• _EXERCISE GOAL_
Count the lines in the rows below that contain the word "blue", and reply with only that number.

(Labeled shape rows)
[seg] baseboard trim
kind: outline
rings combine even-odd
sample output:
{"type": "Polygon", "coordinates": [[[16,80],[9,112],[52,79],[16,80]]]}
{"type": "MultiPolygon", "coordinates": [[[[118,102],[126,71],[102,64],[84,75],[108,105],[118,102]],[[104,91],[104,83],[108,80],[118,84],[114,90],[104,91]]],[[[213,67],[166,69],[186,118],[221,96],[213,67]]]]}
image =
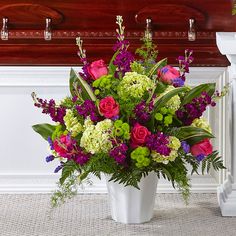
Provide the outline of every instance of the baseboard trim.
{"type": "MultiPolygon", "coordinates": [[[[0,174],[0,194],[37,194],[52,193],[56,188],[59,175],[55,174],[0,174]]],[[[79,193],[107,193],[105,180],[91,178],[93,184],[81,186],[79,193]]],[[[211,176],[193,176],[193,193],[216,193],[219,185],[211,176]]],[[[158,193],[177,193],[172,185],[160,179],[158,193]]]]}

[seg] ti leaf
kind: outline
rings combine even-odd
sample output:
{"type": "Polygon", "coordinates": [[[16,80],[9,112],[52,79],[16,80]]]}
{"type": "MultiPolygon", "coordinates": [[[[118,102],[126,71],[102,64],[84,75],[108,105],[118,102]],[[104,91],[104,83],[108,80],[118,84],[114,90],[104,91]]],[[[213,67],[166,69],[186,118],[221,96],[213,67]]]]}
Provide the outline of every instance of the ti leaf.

--

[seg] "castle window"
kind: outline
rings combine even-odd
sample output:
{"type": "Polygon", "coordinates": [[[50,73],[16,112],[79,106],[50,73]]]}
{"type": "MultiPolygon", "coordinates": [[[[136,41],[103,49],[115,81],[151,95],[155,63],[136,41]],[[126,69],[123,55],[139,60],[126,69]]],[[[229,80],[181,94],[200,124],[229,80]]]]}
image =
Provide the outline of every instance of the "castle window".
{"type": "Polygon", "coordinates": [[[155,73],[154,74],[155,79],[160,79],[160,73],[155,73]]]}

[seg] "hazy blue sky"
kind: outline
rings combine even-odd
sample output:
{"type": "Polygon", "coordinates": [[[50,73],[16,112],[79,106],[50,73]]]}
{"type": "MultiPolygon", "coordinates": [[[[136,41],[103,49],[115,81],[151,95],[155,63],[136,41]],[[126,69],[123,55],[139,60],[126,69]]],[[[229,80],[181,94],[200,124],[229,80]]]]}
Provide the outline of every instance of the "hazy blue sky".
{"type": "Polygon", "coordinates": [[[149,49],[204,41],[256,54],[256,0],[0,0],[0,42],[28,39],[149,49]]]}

• _RESULT FOR THIS EXERCISE_
2